Mr. James has in fact given hostages to all of us who will be at the pains of a little grubbing up these definite facts as to his methods; the others have given us practically nothing of the sort, so that, in their cases, if one submitted them to the pains of vivisection one must leave the whole question of their methods very much to conjecture. In planning out therefore the following book I propose firstly to state why this writer appears to me to be the greatest author of our day—which is as much as to say why he is valuable to the world; secondly, I shall attempt to define his temperament to the extent of trying to show how far it is a mirror of the concrete things and the invisible tendencies of our day; and in the third place I shall attempt for the instruction of this day of ours, to define, as clearly as may be, what are the methods of this distinguished writer. This I am aware is, as the American poet said, all sorts of a job.
I am aware too that the charges may be brought against me that, firstly, in these pages I have made a profuse use of the I
. I can’t help that. I have wanted to be plain and, in matters difficult to express, such locutions as the present writer
add confusion. These are the present writer’s personal impressions of our author’s work put as clearly as the medium will allow.
Moreover, there are in these pages a great many disquisitions on the conditions
of modern life. But for these also I do not apologise. You cannot write about a great writer of Actualities without giving some account of the times in which he lived. You cannot write about Euripides and ignore Athens. (I am aware that it is usual to do so!)

§ Dataset records
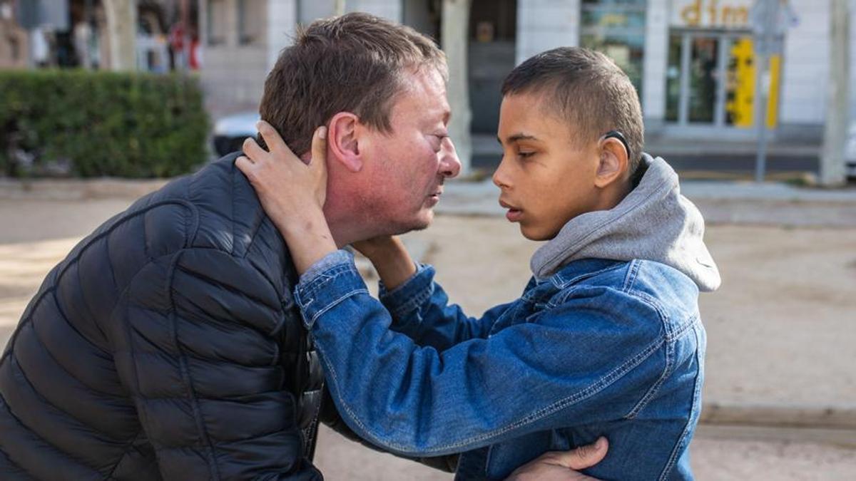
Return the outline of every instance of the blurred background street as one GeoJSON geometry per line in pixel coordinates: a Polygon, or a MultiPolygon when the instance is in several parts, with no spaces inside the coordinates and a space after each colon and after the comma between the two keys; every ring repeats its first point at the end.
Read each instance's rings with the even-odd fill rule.
{"type": "MultiPolygon", "coordinates": [[[[14,195],[5,189],[0,344],[45,274],[80,237],[160,183],[43,189],[36,182],[14,195]]],[[[752,199],[752,184],[723,187],[729,197],[710,198],[704,182],[684,189],[709,219],[706,240],[723,278],[720,291],[701,296],[709,339],[703,424],[692,447],[696,474],[853,479],[856,191],[812,199],[816,194],[785,188],[752,199]]],[[[471,313],[514,299],[538,244],[502,217],[486,183],[455,181],[446,192],[434,225],[406,237],[411,251],[437,267],[452,300],[471,313]]],[[[366,278],[376,282],[369,270],[366,278]]],[[[450,478],[326,429],[317,456],[330,479],[450,478]]]]}

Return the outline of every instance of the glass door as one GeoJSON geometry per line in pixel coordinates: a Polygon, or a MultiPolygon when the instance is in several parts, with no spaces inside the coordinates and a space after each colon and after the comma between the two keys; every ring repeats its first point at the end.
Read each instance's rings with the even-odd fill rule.
{"type": "Polygon", "coordinates": [[[752,39],[746,34],[673,32],[666,71],[667,122],[752,127],[752,39]]]}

§ To be done
[a] Answer these questions from the excerpt on Mr. James, one answer per line, marked (i) and (ii):
(i) What nationality is the poet cited as having said "all sorts of a job"?
(ii) Which ancient writer cannot be written about without Athens, according to the excerpt?
[b] Add 42 to every pixel coordinate in the outlines of the records. Reproduce only the part that opens with the line containing "Return the outline of every instance of the glass" and continues to the end of the records, requests included.
The records bear no relation to the text.

§ Written responses
[a]
(i) American
(ii) Euripides

[b]
Return the outline of every instance of the glass door as one GeoJSON geometry per line in pixel coordinates: a Polygon, or a MultiPolygon when the instance is in several parts, with no spaces inside the coordinates and a space after each colon and after the comma between the two keys; every ring repeats its first point at the end.
Read each instance's rings with the even-odd fill rule.
{"type": "Polygon", "coordinates": [[[794,81],[788,76],[715,74],[708,113],[709,164],[794,169],[794,81]]]}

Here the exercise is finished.